### [ITEMS]
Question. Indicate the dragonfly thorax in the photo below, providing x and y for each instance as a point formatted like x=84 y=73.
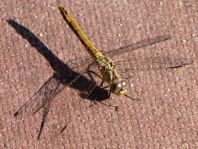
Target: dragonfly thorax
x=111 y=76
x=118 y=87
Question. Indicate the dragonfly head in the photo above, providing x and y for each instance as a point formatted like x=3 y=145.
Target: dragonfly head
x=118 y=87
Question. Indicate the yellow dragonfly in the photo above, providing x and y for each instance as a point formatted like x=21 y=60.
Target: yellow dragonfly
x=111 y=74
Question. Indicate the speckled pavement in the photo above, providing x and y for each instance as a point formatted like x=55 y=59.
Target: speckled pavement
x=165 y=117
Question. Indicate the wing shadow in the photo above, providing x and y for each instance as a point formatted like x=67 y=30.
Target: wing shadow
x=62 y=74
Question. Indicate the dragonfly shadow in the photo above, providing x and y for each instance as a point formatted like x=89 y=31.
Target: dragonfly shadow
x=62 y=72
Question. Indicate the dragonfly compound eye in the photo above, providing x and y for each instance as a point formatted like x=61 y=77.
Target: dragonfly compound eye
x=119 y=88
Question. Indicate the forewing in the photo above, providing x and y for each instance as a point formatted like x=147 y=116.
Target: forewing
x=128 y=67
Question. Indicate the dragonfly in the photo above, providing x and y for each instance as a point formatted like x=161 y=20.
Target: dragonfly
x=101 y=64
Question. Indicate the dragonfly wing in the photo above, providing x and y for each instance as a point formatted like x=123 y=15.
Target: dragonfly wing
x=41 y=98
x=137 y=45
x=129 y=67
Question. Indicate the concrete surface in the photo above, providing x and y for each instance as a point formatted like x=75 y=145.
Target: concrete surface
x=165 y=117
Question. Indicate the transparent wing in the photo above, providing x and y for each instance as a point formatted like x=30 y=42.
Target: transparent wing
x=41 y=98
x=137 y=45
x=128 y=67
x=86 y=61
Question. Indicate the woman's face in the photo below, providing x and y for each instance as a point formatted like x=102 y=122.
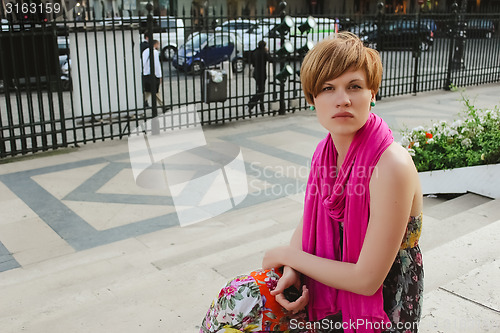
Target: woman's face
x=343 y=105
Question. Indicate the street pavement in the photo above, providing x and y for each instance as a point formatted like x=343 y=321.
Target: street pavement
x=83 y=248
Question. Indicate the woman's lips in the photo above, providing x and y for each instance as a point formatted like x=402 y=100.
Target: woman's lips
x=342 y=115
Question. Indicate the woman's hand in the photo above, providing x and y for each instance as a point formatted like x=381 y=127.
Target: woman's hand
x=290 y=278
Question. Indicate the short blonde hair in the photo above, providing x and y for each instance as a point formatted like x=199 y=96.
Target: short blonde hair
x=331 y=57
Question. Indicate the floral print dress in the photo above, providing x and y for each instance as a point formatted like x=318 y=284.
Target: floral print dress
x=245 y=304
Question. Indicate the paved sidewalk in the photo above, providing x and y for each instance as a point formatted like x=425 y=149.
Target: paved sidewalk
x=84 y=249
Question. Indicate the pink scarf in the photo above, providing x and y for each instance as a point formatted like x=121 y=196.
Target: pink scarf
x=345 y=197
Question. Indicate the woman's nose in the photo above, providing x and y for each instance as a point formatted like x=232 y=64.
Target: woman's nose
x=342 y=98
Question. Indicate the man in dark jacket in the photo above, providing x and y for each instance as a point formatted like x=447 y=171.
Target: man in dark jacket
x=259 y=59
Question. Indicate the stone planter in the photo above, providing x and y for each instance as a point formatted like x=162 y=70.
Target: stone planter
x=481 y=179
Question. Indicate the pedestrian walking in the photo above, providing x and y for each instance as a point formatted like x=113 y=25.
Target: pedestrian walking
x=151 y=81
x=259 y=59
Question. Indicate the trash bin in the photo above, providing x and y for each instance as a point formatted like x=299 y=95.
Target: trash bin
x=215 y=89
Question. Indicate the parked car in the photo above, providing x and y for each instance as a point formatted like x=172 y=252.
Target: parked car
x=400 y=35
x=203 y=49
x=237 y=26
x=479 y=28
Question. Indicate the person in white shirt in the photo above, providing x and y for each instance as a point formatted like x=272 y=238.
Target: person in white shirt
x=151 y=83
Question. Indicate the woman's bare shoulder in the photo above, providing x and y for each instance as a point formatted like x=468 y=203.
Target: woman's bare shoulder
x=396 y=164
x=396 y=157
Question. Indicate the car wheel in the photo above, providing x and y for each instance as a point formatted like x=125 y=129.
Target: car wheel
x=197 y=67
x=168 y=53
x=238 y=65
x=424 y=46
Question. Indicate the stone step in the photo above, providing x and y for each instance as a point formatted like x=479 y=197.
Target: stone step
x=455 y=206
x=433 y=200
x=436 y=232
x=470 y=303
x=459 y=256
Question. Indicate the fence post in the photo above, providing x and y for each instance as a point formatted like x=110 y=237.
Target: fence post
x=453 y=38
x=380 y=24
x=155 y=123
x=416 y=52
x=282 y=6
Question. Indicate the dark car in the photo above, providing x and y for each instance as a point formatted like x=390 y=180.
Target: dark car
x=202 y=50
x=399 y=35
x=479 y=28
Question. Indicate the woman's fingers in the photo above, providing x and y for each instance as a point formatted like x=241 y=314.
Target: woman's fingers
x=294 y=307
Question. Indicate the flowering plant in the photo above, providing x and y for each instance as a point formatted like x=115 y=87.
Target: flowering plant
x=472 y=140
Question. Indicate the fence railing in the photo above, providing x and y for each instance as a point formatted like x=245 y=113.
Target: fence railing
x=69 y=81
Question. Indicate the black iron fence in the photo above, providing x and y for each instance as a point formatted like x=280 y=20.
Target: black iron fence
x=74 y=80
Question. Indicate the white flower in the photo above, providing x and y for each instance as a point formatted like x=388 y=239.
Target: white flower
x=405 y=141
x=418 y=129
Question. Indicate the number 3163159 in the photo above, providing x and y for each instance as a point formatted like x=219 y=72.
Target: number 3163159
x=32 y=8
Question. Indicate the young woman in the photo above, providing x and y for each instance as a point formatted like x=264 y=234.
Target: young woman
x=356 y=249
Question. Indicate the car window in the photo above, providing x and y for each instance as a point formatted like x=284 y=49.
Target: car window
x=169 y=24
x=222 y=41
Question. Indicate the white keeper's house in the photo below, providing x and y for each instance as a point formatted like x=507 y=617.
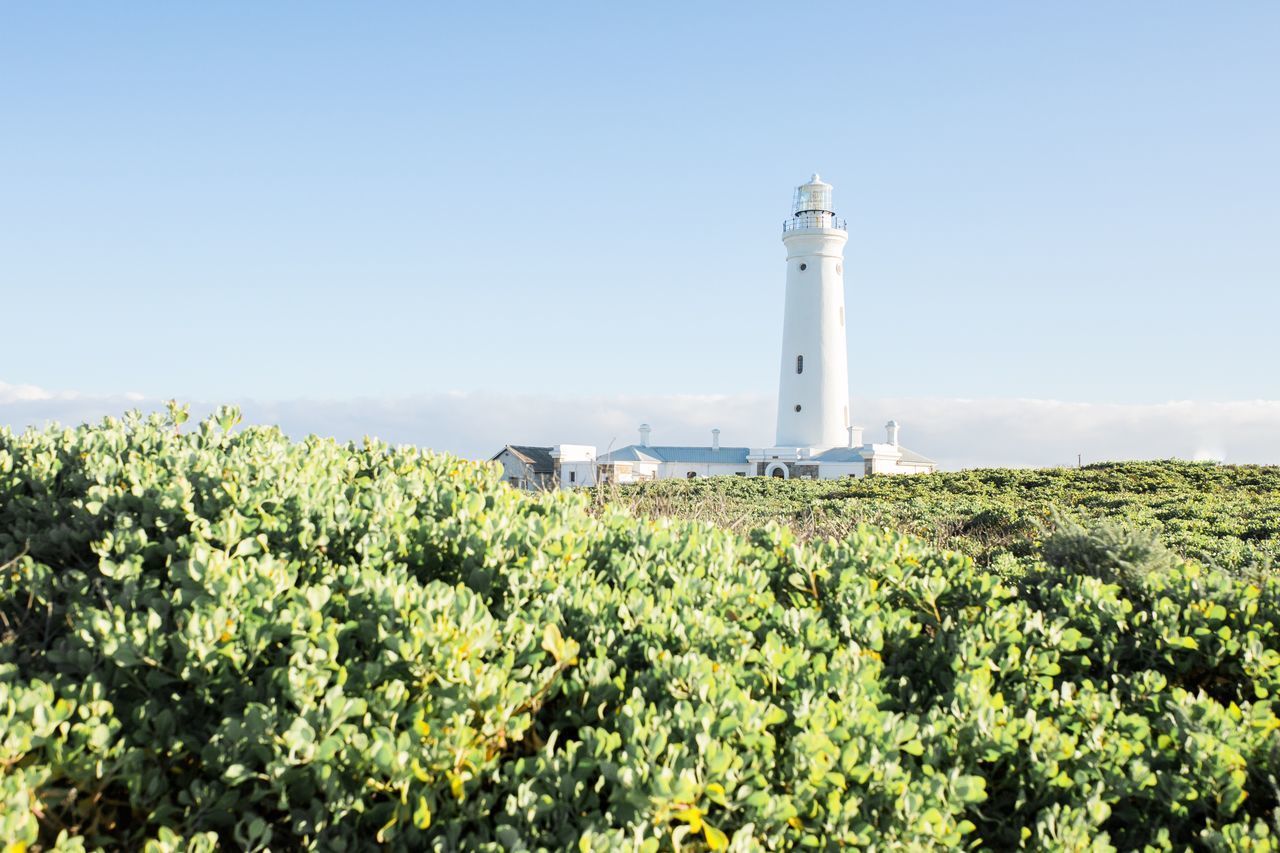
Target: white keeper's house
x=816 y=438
...
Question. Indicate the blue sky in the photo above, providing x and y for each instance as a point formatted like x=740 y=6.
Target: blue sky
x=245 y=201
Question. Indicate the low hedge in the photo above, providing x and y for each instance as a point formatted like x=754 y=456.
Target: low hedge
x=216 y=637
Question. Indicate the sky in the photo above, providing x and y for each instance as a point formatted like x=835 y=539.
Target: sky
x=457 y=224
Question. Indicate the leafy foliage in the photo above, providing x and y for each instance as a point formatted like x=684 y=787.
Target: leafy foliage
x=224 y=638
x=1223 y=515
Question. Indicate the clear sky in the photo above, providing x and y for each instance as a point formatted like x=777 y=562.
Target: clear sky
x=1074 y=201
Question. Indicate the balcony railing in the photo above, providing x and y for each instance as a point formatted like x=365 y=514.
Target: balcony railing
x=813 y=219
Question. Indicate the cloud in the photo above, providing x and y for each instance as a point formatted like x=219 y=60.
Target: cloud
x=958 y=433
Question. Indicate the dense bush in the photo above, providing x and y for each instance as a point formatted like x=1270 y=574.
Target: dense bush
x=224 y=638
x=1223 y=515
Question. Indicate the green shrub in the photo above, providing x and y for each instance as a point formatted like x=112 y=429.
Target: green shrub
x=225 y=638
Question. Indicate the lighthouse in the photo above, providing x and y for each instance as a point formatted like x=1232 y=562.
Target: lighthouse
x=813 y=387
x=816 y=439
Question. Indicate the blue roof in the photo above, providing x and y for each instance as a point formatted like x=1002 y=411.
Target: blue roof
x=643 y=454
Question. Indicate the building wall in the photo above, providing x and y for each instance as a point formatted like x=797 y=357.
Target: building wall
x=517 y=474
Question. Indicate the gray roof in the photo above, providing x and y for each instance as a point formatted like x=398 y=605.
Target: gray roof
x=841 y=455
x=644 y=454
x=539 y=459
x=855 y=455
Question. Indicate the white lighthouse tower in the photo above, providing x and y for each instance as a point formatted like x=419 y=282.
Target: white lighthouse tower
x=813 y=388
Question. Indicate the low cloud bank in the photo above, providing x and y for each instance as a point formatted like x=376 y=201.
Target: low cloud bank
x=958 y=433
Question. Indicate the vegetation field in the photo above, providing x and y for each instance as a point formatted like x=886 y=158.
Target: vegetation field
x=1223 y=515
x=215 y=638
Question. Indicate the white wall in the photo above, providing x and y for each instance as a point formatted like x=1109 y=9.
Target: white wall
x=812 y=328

### [WHAT IS REQUIRED]
Retype, unchanged, the lines of the listing above, starting with the line that contains "Question. Indicate the low cloud" and going on through the line that contains "x=812 y=328".

### [CORRECT RESPONSE]
Question. Indicate the low cloud bank in the photo above, providing x and y for each instance as a point formatted like x=376 y=201.
Target: low cloud bank
x=958 y=433
Question. Indicate the vegetation field in the photo above, providing x and y for each instance as a point formatted like x=886 y=158.
Target: vegetation field
x=1223 y=515
x=215 y=638
Question. Indicate the white wall in the photo above, providing x and y for each instance as a point formatted like x=1109 y=9.
Target: white wall
x=812 y=328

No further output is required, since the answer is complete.